Written problem:
Copy every one of the rows below verbatim, line by line and in the same order.

>> start Data to process

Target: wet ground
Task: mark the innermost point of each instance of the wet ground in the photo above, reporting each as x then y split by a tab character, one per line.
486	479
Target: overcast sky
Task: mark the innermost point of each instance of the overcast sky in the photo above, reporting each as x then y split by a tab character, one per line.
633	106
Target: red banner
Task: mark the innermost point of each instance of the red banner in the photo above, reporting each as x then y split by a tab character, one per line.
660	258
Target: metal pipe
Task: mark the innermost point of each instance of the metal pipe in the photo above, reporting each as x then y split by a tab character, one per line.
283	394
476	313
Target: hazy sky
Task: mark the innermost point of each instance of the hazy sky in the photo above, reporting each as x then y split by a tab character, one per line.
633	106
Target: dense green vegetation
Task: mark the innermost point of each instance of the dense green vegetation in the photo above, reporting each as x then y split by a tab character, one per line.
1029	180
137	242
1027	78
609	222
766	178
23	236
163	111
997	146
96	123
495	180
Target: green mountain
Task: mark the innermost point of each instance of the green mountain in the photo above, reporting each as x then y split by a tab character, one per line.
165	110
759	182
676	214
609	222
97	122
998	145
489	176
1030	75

>> end Data to process

Written reply:
Target: wet ground
Task: mark the innermost point of each instance of the wet ground in the photo above, reporting each as x then y split by a tab character, one per line.
486	479
Target: overcast sky
Task: mark the innermost point of each instance of the overcast sky in the photo above, reporting each as x then y split by a tab character, one per line.
633	106
Target: red banner
Task: mark the innermost point of each instance of the red banner in the photo above, reporting each as x then y split by a tab character, one per line.
660	258
Target: metal pipe
Task: mark the innermost point of each instance of the metal pipe in the photo above, reporting each as x then y split by a tab character, one per line.
283	394
476	313
Target: hazy sky
Task: mark the innermost point of each instance of the hazy sky in the photo above, reporting each as x then y split by a tab character, one per line.
633	106
Target: dense green vegetation
Task: mark the innermost point of each instance of the dense green vegetation in the photo above, reporting each as x then y split by a tab character, one per line.
1029	180
137	242
1027	78
609	222
766	178
23	236
163	111
997	146
96	123
495	180
Target: green mountain
Task: mark the innermost point of each instance of the green mountain in the photo above, reporting each as x then y split by a tab character, one per line.
165	110
759	182
676	214
609	222
97	122
998	145
489	176
1030	75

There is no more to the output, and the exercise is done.